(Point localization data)

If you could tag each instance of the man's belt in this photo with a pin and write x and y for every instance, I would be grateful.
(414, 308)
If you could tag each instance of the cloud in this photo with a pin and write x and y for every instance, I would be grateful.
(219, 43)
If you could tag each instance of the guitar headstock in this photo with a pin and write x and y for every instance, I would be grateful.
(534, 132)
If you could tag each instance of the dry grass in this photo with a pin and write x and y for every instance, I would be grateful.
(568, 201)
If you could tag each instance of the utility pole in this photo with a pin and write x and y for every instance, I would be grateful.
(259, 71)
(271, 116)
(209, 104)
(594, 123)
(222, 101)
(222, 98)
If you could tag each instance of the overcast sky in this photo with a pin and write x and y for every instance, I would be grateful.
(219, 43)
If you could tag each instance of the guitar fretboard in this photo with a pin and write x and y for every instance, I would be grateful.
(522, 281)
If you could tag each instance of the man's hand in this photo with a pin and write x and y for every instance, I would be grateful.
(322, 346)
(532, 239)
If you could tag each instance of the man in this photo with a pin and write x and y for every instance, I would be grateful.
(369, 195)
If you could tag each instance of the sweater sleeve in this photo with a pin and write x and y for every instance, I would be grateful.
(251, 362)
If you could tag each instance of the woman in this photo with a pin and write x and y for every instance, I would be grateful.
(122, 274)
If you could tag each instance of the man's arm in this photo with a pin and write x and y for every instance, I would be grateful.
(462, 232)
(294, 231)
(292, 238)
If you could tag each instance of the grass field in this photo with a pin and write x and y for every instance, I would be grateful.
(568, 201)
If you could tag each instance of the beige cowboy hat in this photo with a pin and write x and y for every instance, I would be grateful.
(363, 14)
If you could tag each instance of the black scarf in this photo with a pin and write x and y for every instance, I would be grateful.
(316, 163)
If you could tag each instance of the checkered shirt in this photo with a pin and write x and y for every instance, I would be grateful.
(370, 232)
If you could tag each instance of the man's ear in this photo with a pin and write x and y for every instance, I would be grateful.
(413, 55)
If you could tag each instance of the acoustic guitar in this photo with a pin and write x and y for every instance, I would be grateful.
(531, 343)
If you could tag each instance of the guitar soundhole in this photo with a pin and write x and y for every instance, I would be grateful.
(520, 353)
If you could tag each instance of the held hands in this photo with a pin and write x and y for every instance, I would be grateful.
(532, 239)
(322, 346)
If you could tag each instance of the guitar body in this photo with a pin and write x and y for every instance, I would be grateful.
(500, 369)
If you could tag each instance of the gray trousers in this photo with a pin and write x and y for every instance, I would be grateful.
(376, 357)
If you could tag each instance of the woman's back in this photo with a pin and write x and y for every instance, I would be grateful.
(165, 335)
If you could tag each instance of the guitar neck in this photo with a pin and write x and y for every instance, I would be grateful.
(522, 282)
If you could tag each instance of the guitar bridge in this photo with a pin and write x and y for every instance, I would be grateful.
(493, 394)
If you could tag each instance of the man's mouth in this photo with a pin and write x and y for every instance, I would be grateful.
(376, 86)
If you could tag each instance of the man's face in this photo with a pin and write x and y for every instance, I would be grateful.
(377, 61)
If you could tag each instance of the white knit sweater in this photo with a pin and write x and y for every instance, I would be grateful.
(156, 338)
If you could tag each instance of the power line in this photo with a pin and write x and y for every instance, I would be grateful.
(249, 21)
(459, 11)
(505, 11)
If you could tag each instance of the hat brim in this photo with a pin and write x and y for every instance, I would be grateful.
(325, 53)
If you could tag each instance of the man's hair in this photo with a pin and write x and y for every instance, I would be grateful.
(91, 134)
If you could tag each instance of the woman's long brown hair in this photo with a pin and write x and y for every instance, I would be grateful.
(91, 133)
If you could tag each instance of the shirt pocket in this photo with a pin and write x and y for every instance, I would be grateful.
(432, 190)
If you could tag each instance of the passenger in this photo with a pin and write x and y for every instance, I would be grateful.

> _WORK TO COMPLETE_: What you return must be the entries, given again word for word.

> _EXERCISE RESPONSE_:
If you could tag each instance of the man's belt in this photo with a pin and write x and y for every instance, I would be grateful.
(414, 308)
If you could tag each instance of the cloud in this photo with a pin and write x and y for every instance, I would be grateful.
(219, 43)
If you could tag each instance of the guitar headstock in this photo with a pin and write x and y for every instance, I would be grateful.
(534, 132)
If you could tag each instance of the dry grass in this photo with a pin and write x and y for every instance, I would be grateful.
(568, 201)
If you could tag each instance of the utility pole in this photo with a pin and write x and y for every instance, I would be grateful.
(259, 71)
(271, 116)
(209, 104)
(594, 123)
(222, 101)
(222, 98)
If you could tag each instance of the overcast sky in this photo with a pin and write x and y for every instance, I would be grateful.
(219, 43)
If you could tag each instance of the guitar fretboard in this photo with a pin and write x and y for every instance, I would be grateful.
(522, 281)
If you could tag each instance of the man's hand in this photo with a pin and write x and y for every instance, I would be grateful.
(322, 346)
(532, 239)
If you could tag each instance of the man in this photo with a pin and write x and y for every instance, I would be grateful.
(369, 195)
If you could tag each instance of the sweater sleeve in this photo with a pin and write x and y for every instance, I would be grateful.
(251, 362)
If you could tag each instance of the woman in this photo with a pin and write x and y for every instance, I would be grateful.
(122, 274)
If you could tag each instance of the man's arm in this photo with a pin and write x and y for every instance, I would be grateful.
(462, 232)
(294, 231)
(292, 238)
If you could tag each instance of the grass field in this photo with a pin and write x and y for every instance, I would be grateful.
(568, 201)
If you could tag each instance of the beige cowboy hat in this photo with a pin and write x and y for every instance, I would be grateful.
(363, 14)
If you could tag each instance of the black scarf in this photo with a pin and write x and y for every instance, I would be grateful.
(316, 163)
If you could tag each instance of the checkered shirt in this photo with a pin and write x and y for every instance, I would be grateful.
(370, 232)
If you could tag each instance of the man's ear in this photo with a pin and write x and y for every instance, I would be grateful.
(413, 55)
If you could tag each instance of the acoustic guitar in this photo with a pin and write x and y for every instance, I would be grateful.
(531, 343)
If you could tag each instance of the guitar soundhole in this photo with a pin and write x and y for every instance, I would be grateful.
(520, 353)
If you could tag each instance of the held hands in this photo with a pin and write x and y for every instance, I would be grateful.
(532, 239)
(322, 346)
If you could tag each instance of the guitar body in this photo with a pin and write x and y for every instance, I would be grateful.
(500, 369)
If you could tag each instance of the gray trousers in this photo with a pin and write x and y for every instance, I would be grateful.
(376, 357)
If you could tag each instance of the woman's back in this photo with a pin and write x and y for every instance, I would be grateful.
(165, 335)
If you could tag each instance of the guitar neck in this photo with a pin and write x and y for every instance, I would be grateful.
(522, 282)
If you could tag each instance of the guitar bridge in this photo with a pin and write x and y for every instance, I would be grateful.
(493, 394)
If you could tag each instance of the man's mouth in this photo with a pin and write x and y for every instance, I would be grateful.
(376, 86)
If you could tag each instance of the man's face in this photo with a pin and write x and y for every instance, I would be grateful.
(377, 61)
If you could tag each instance of the white knit sweater in this photo with a pin and write x and y for every instance, I would be grateful.
(156, 338)
If you could tag each instance of the power line in this photo with a pin and write x and y for every instance, I would be grateful.
(249, 21)
(459, 11)
(505, 11)
If you could tag each instance of the hat brim in this photo with a pin and write x and y for every instance, I would be grateful.
(325, 53)
If you could tag each instance of the man's hair in this photo with a pin and write x and y for every instance, I would be grateful.
(91, 134)
If you could tag each instance of the woman's long brown hair in this photo with a pin and write x and y for every instance, I would be grateful.
(91, 133)
If you could tag each instance of the shirt pocket in this photo with a pin and write x and y for every instance, I would be grateful.
(432, 190)
If you could tag each instance of the passenger in this photo with a pin and write x and y for every instance, I would be grateful.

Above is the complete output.